# Detalles del ejercicio
Reproduce sin ningún cambio las líneas de los datos de más abajo, desde la que contiene "Rules: pick out each instance of the dark green" hasta la que contiene "[[540, 217]]", ambas incluidas.

Datos:
►
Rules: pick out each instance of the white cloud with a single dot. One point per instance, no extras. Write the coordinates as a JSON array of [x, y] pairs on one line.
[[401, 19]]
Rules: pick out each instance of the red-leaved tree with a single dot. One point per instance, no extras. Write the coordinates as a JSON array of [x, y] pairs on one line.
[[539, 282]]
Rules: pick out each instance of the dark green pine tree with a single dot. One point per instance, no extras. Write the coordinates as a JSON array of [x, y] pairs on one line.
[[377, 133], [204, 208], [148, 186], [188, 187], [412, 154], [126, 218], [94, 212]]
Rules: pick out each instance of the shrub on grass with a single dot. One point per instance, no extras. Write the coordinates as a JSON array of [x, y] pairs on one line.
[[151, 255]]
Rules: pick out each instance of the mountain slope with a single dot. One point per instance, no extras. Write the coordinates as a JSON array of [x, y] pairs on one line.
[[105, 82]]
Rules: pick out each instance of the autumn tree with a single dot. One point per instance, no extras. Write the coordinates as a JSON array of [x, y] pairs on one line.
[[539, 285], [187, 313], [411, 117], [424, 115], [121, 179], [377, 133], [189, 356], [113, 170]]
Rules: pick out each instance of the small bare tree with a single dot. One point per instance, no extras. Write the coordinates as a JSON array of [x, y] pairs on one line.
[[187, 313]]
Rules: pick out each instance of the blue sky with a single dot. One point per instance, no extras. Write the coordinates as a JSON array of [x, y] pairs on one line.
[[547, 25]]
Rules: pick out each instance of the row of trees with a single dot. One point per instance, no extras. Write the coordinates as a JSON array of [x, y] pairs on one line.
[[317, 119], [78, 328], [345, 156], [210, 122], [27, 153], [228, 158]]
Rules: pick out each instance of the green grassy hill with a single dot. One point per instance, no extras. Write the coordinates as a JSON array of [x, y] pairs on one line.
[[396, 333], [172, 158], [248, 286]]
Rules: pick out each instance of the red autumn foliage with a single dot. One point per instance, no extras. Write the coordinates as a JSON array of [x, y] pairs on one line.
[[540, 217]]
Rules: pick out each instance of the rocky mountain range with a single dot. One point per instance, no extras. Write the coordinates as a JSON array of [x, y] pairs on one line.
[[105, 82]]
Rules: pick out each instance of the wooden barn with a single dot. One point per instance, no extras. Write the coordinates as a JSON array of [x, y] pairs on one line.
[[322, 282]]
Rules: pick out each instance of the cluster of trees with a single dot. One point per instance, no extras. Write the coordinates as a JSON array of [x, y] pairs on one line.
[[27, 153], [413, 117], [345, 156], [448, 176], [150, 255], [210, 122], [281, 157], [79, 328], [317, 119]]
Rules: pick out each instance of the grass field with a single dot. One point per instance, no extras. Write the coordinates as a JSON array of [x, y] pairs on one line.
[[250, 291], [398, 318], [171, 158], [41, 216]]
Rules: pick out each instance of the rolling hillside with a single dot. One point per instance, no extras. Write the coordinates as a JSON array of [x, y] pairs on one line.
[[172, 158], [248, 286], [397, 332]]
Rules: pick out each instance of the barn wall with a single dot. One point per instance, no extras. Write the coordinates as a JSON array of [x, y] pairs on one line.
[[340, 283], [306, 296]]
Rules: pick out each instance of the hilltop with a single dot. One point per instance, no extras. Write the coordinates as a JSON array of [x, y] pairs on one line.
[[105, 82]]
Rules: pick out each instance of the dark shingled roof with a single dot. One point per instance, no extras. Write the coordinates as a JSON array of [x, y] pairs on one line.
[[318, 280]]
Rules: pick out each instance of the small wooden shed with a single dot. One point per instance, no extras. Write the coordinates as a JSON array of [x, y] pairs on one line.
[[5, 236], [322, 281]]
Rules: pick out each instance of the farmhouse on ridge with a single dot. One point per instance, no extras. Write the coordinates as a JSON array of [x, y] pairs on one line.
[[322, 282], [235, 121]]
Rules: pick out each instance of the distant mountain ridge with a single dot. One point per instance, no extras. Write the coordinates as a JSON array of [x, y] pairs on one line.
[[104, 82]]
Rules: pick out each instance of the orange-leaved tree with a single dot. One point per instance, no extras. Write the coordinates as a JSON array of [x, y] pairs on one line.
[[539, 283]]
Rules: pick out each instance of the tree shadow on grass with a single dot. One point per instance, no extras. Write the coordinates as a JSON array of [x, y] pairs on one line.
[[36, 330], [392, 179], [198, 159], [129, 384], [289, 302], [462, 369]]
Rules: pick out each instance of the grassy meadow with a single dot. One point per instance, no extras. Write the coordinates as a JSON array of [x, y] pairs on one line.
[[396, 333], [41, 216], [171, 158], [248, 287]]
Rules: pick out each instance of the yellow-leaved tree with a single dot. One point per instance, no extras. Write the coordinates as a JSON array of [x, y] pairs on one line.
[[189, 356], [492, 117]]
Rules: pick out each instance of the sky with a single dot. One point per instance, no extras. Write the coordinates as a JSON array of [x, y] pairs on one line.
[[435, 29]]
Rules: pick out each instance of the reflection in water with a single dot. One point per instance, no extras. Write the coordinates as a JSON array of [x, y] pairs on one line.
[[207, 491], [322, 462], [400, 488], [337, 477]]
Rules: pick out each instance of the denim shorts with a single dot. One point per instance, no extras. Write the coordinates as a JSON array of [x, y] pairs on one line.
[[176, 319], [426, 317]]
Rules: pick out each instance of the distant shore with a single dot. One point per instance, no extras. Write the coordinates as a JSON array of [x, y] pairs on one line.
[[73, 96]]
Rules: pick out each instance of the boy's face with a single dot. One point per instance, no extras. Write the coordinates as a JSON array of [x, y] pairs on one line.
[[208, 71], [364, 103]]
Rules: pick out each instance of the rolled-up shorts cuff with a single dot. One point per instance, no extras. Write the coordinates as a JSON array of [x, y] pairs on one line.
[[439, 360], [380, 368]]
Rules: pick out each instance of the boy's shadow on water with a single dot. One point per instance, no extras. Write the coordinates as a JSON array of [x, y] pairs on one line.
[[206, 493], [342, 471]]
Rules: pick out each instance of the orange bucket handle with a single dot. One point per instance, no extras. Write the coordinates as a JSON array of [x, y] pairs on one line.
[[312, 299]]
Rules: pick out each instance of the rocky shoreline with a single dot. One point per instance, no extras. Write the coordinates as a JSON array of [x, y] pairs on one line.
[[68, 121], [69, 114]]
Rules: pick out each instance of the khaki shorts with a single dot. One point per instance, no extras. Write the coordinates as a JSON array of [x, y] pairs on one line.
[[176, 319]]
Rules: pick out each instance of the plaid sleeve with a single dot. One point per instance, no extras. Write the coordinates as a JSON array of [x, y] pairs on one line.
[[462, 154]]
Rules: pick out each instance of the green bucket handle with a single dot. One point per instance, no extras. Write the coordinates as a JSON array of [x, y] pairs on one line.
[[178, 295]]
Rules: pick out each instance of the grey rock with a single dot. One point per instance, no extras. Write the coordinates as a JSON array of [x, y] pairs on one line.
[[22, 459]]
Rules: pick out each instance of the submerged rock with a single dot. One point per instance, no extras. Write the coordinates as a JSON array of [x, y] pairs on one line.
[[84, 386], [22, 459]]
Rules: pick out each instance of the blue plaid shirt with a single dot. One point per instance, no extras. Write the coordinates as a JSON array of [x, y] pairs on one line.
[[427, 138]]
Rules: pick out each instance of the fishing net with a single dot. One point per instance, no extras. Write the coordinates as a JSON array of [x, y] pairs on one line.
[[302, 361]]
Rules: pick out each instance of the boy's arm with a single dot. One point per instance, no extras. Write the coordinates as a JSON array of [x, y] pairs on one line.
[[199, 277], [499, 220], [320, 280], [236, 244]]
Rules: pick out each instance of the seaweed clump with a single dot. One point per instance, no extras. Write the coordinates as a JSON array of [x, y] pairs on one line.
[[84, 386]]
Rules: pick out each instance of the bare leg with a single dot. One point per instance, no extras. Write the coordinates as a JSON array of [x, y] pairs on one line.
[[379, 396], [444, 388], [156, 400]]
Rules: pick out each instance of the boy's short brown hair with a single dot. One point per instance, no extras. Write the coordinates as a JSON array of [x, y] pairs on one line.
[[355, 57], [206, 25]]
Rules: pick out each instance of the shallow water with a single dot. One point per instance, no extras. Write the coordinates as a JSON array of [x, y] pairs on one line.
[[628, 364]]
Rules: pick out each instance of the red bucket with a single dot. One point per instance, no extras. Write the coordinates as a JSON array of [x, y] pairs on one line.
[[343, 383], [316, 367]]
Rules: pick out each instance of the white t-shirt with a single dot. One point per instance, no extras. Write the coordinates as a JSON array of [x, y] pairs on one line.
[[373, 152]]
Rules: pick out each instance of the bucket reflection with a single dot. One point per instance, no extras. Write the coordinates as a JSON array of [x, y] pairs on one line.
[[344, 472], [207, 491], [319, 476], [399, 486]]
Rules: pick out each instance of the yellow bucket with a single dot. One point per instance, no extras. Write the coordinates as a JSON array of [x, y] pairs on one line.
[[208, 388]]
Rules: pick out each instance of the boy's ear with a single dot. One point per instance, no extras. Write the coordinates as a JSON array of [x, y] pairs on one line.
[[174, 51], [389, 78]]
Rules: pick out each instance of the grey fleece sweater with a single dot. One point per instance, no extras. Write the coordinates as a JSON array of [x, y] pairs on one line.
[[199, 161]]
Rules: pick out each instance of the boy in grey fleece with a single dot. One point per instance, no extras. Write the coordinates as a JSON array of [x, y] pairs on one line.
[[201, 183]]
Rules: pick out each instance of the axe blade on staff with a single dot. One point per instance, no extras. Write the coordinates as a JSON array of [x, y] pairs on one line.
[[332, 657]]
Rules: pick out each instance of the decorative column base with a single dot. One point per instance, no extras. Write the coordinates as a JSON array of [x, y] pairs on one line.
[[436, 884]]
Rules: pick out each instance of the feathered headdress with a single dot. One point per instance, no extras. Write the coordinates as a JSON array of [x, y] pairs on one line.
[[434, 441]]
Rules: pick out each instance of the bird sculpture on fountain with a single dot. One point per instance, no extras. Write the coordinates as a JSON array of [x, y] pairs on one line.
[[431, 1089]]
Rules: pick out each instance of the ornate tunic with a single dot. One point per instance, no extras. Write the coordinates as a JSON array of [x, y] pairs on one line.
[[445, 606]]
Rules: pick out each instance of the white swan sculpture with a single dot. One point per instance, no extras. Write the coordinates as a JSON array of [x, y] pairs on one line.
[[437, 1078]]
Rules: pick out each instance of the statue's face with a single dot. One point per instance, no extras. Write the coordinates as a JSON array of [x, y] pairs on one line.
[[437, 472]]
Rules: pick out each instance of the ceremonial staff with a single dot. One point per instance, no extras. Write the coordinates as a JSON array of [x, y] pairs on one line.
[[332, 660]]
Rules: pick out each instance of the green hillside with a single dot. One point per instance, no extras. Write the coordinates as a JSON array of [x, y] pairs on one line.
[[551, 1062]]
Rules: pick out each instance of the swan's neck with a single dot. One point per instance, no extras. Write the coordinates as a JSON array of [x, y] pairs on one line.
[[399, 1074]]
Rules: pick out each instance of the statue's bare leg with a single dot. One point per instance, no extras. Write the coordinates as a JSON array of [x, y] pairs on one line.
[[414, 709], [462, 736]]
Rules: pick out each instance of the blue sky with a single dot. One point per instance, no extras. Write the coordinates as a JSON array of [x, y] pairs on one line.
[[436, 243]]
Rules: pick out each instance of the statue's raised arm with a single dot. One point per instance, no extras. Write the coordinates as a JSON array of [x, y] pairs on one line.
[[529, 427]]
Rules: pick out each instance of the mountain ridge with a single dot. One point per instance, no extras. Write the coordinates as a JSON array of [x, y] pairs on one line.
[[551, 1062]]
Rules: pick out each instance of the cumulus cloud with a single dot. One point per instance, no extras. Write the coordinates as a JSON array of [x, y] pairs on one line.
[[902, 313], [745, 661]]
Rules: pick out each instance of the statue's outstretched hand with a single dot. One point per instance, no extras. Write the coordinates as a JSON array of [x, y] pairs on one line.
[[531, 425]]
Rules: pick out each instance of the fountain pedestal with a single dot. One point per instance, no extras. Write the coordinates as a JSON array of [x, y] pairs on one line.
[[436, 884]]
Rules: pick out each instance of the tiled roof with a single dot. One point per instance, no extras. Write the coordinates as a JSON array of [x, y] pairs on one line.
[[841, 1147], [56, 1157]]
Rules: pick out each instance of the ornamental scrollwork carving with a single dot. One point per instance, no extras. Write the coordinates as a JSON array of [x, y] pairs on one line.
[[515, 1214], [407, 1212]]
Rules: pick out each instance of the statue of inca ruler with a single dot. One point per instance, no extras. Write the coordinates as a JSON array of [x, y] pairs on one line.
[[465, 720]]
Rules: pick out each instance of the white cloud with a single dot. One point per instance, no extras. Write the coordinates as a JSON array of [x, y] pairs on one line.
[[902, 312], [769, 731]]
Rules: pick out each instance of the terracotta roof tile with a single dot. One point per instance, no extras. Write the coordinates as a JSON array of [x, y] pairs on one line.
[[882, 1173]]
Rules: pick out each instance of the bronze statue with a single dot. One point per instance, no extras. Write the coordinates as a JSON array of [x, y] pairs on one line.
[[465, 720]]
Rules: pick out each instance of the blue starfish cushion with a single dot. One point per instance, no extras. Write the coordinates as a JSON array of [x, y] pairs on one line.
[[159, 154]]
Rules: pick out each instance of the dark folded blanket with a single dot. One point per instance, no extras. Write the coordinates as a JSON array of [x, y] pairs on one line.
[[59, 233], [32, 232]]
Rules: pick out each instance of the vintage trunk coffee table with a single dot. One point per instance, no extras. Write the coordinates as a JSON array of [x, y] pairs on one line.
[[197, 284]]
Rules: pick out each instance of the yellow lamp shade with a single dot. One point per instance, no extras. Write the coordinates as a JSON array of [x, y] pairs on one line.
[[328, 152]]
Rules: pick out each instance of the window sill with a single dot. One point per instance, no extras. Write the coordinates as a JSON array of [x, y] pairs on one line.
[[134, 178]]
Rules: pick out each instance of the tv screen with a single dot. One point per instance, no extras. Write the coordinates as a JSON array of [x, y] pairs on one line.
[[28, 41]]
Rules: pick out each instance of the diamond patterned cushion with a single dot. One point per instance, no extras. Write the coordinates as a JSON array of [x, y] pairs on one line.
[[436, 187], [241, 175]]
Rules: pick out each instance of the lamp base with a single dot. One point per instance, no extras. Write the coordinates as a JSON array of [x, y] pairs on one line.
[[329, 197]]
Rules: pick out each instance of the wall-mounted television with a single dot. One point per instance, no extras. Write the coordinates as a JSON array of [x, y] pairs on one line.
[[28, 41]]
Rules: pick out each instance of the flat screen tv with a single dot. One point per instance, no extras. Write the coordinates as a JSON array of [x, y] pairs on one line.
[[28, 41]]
◄
# Resultado final
Rules: pick out each instance of the dark green pine tree with a single dot. One point per instance, no extras. Write the coordinates as a JSON array of [x, y] pairs on one line.
[[377, 133], [204, 208], [148, 186], [188, 187], [412, 154], [126, 218], [94, 212]]
Rules: pick out each instance of the shrub on grass with a single dot. One point per instance, no extras. Write the coordinates as a JSON array of [x, y] pairs on one line.
[[151, 255]]
Rules: pick out each instance of the mountain slope with a single dot. One point per instance, no extras. Write the coordinates as a JSON array of [x, y] pairs on one line.
[[105, 82]]
Rules: pick out each instance of the autumn tree with a single dot. One point per instance, no extras. Write the coordinates as a JSON array of [x, y] pairs on one line.
[[539, 285], [187, 313], [411, 117], [424, 115], [121, 179], [377, 133], [189, 356], [113, 170]]
Rules: pick out each instance of the small bare tree with a single dot. One point per instance, no extras. Write the coordinates as a JSON array of [x, y] pairs on one line.
[[187, 313]]
Rules: pick out each instance of the blue sky with a single dot. One point per instance, no extras. Write the coordinates as a JSON array of [x, y] pairs on one line.
[[547, 25]]
Rules: pick out each instance of the row of trees with a single dot. One point per instance, no extras. Write the coordinates as a JSON array of [x, y] pairs on one line.
[[317, 119], [78, 328], [345, 156], [210, 122], [27, 153], [228, 158]]
Rules: pick out each instance of the green grassy hill with a single dot. One point per instance, no extras. Write the coordinates as a JSON array of [x, y] pairs on one line.
[[396, 333], [172, 158], [248, 286]]
Rules: pick out each instance of the red autumn foliage with a single dot. One point per instance, no extras. Write the coordinates as a JSON array of [x, y] pairs on one line.
[[540, 217]]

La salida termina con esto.